Task details
Gather every line in the records below that contains the string "roof", and copy each one. Case counts.

▽

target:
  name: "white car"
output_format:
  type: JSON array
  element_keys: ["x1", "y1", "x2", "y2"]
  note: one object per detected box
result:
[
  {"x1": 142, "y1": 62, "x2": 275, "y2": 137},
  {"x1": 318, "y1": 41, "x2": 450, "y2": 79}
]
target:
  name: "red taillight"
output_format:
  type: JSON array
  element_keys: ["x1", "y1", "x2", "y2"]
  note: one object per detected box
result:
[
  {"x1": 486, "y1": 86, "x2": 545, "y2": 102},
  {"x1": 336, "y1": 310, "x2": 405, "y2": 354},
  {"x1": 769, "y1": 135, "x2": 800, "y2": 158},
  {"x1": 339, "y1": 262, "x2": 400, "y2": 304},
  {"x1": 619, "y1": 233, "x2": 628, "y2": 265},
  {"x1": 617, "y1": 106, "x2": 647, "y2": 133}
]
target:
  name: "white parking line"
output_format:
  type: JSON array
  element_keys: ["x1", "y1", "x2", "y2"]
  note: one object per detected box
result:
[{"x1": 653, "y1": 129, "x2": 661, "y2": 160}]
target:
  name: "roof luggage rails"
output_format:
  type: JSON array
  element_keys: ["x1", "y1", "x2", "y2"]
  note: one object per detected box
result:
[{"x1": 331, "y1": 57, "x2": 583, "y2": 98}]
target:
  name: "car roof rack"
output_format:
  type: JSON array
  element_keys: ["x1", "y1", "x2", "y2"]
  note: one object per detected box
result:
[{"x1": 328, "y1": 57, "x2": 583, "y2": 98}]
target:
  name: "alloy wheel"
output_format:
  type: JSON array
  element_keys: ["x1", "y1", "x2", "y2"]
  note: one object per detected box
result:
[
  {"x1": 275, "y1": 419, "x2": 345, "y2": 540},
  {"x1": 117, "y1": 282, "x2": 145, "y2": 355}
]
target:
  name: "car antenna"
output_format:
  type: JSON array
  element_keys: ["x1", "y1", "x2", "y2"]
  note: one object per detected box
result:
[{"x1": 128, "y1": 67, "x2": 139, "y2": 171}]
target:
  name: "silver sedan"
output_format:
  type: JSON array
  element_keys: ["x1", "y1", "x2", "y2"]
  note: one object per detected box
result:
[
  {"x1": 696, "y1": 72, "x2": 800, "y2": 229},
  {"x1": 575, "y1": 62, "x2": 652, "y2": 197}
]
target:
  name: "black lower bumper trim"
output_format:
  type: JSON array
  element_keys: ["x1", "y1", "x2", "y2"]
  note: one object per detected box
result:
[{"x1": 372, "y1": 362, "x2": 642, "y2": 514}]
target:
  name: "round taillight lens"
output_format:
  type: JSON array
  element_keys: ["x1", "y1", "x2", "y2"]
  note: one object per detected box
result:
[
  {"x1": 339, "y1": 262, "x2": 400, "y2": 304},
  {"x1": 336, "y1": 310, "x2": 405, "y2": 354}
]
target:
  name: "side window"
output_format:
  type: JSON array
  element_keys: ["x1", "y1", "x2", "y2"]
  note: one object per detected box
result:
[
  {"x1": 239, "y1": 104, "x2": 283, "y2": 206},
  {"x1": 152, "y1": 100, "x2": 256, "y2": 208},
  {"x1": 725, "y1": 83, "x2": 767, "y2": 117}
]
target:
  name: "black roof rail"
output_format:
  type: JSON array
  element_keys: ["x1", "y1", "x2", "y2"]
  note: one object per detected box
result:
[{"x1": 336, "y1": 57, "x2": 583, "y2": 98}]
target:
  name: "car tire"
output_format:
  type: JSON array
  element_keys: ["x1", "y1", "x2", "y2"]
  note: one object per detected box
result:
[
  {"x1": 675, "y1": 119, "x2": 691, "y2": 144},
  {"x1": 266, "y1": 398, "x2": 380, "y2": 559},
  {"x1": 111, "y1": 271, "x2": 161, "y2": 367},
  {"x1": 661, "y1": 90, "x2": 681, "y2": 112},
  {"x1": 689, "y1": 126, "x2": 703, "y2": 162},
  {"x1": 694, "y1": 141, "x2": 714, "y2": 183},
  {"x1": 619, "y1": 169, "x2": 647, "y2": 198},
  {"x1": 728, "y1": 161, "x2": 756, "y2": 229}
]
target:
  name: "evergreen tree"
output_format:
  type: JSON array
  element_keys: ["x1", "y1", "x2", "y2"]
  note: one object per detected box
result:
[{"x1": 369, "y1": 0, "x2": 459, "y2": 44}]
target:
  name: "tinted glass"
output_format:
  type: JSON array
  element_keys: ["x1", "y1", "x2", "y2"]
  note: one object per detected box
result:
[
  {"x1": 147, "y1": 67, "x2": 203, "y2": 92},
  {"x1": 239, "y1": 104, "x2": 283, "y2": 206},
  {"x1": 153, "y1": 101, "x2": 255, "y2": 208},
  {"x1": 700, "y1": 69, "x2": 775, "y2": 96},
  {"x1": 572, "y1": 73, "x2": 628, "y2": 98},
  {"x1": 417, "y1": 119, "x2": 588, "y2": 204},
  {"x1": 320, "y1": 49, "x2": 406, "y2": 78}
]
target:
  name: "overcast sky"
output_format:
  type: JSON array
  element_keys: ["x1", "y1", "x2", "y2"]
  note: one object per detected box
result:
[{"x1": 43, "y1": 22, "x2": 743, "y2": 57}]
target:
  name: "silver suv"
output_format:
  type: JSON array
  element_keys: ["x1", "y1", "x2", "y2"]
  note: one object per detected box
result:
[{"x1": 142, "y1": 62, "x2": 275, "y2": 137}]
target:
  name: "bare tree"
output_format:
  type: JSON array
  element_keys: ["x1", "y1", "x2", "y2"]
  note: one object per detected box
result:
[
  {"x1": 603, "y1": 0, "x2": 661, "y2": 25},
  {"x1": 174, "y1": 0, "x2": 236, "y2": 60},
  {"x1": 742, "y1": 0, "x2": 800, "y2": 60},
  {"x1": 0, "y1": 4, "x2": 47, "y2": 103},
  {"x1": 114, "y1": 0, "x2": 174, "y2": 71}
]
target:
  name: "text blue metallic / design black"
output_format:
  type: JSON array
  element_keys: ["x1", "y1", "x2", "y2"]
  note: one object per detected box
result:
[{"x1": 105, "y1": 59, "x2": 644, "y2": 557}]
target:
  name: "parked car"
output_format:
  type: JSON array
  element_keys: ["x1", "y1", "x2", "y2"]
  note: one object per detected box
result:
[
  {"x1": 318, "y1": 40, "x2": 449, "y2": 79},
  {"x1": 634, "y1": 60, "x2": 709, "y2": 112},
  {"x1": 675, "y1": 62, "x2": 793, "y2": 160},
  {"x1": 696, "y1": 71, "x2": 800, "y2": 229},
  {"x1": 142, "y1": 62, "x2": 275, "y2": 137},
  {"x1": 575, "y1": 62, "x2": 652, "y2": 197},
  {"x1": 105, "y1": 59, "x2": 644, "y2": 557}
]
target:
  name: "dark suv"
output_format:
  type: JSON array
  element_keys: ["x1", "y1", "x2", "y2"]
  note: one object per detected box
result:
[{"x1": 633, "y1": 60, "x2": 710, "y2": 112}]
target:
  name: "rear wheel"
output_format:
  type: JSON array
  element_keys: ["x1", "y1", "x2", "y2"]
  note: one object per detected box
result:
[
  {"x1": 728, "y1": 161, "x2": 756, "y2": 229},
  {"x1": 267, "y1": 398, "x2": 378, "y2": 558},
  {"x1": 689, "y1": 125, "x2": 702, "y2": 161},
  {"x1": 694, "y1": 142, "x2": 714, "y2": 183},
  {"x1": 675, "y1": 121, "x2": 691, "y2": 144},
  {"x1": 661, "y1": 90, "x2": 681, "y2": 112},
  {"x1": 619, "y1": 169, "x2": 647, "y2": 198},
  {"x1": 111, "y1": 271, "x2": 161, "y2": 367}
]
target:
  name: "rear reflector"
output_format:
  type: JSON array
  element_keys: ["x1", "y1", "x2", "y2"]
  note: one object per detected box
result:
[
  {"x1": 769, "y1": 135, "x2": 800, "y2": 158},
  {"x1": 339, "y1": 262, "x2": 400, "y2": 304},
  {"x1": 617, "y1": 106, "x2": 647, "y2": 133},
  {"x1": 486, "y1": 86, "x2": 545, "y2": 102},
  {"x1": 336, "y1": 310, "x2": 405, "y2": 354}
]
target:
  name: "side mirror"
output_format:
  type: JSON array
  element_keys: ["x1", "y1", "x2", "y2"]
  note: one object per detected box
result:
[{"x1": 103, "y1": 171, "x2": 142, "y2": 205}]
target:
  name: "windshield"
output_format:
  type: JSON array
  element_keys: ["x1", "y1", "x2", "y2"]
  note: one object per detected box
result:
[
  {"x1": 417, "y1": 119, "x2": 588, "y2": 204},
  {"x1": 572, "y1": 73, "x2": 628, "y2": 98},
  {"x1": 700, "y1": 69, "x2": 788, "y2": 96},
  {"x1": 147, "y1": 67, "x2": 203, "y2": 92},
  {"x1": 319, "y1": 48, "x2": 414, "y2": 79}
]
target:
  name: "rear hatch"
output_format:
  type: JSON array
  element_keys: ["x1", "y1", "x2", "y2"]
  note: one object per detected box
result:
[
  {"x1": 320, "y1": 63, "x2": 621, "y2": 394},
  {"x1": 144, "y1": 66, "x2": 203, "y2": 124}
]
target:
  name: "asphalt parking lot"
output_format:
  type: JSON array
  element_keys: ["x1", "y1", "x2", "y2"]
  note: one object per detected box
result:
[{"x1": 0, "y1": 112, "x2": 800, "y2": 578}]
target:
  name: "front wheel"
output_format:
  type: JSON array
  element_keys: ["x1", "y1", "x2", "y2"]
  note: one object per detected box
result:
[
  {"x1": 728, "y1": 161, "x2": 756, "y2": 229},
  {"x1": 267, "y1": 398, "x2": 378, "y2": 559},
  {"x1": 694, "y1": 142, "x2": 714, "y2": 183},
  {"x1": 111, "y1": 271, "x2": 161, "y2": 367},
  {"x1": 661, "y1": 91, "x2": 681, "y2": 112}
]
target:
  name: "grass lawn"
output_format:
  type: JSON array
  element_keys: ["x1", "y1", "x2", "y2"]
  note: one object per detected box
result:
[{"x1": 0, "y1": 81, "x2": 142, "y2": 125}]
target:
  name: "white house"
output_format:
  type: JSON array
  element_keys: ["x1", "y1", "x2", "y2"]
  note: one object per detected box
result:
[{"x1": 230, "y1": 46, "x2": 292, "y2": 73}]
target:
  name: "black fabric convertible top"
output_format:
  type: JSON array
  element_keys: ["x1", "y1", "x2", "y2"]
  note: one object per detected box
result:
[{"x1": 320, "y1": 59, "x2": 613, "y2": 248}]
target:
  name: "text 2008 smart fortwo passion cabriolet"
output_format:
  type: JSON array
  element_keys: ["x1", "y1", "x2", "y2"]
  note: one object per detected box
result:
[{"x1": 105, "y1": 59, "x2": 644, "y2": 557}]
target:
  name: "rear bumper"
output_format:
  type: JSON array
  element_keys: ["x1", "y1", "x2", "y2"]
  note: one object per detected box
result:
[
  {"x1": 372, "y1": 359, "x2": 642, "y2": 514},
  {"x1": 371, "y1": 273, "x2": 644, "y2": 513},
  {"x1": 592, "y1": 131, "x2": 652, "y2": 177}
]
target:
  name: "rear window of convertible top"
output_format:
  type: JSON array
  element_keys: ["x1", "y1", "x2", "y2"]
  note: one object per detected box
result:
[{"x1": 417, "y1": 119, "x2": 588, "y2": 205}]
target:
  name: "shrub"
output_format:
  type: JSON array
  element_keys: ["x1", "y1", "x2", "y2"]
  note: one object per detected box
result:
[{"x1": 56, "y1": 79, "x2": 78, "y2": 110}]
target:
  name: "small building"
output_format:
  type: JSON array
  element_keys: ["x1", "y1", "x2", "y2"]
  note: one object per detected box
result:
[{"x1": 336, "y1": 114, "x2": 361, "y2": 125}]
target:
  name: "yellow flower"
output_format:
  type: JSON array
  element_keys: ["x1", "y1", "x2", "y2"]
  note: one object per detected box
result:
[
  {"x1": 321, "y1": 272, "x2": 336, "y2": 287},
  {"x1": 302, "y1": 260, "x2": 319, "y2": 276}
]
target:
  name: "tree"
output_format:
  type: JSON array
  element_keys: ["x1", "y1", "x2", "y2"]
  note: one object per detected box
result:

△

The result
  name: "roof luggage rails"
  name: "car roof rack"
  name: "black roof rail"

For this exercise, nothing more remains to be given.